- _WHAT TO WORK ON_:
1 > In the article on proposed tax breaks for landlords, what reason does it give for many landlords no longer finding letting worthwhile even though rents are at an all-time high? Answer in one to three sentences.
2 > Rewrite the part of the landlord tax-break article starting with "Among the options" and going on through "in the market.", replacing "tenants" with "occupiers".
3 > Carry on the article about proposed tax breaks for landlords from the point where it stops.

- _SELECTED EXTRACT_:
▬▬▬▬▬▬▬▬▬▬

Proposed tax breaks for landlords needed to keep them in the market

Proposed tax breaks for landlords needed to keep them in the market

Between the passing of Martin McGuinness, the latest Garda penalty point controversy and the build-up to tonight’s big match at the Aviva Stadium, one news item that might have got glossed over this week is proposed government plans to assist landlords.

A series of tax breaks are reportedly in the pipeline for “accidental landlords” in a bid to keep properties in the rental market and boost supply.

DNG chief executive Keith Lowe

This couldn’t come at a more important time. Last week Keith Lowe, chief executive of estate agency DNG, told a Housing Agency event that 20% of all properties on his company’s books across their 78 branches was buy-to-let properties that were put up for sale.

This figure was even greater in Dublin at 27% with the numbers suggesting that landlords are looking to get out of the market.

At a time when rental properties are hard to come by across the country that is not ideal but there is an acknowledgement that changes to the system are required.

While rents are at an all-time high right now, issues such as the level of tax that landlords must pay means that many no longer see it as worthwhile.

In order to combat this the Department of Finance has set out a range of possible tax reliefs aimed at encouraged landlords to remain in or to enter the rental market.

Among the options to be considered to alleviate the rent crisis is a reduced tax rate on rental income for individuals, or tax reliefs to be targeted at “accidental landlords”.

The public consultation document on the tax treatment of residential landlords also raises the prospect of the property tax liability being transferred from landlords to tenants.

It follows concerns that residential landlords were not treated in a similar fashion to commercial landlords, and that this could discourage some from entering or remaining in the market.

While various bodies have looked to cash in on the current trend of rising prices in the rental market, almost seven out of 10 landlords own just one property while 91% have three or less.

Large, professional landlords such as real estate investment trusts, corporate vehicles and investment funds, account for just over 2pc of tenancies.

While income earned by individuals from the letting of property is liable for income tax under self-assessment, rental income earned by companies is subject to a lower rate of corporation tax.

▬▬▬▬▬▬▬▬▬▬

- _SUPPLIED MATERIAL_:
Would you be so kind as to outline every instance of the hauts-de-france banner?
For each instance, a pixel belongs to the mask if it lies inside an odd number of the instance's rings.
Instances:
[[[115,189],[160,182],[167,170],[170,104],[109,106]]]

▬▬▬▬▬▬▬▬▬▬

- _SET OF ANSWERS_:
1 > Issues such as the level of tax that landlords must pay mean that many no longer see letting as worthwhile, even with record rents.

2 >
Among the options to be considered to alleviate the rent crisis is a reduced tax rate on rental income for individuals, or tax reliefs to be targeted at “accidental landlords”.

The public consultation document on the tax treatment of residential landlords also raises the prospect of the property tax liability being transferred from landlords to occupiers.

It follows concerns that residential landlords were not treated in a similar fashion to commercial landlords, and that this could discourage some from entering or remaining in the market.

3 >
Also mooted is additional tax relief for expenses including restoration of 100pc relief on mortgage interest, deduction for the time allocated to managing a property, and deduction of the Local Property Tax.

VAT relief for construction of rental accommodation and the introduction of “penalty taxes” for vacant property or development land could also be introduced.

So far these matters are only being discussed but a working group has been established made up of officials from the Department of Housing and the Department of Finance, Residential Tenancies Board (RTB) and Revenue Commissioners with the closing date for submissions April 7th next.

The Government will examine if new tax reliefs or other measures are required to incentivise landlords to remain in, or enter, the rental market.

No decisions will be made until after the consultation is included, and EU state aid rules will have to be taken into account if any new measures are proposed.

The working group will report back in the summer with a view to proposals being announced in October’s Budget.

Let us know your thoughts on the new proposals:

  • Do you think more should be done to incentivise landlords to make properties available?
  • Have you been put off entering the rental market as a landlord because of matters such as tax etc?
  • What changes would you recommend?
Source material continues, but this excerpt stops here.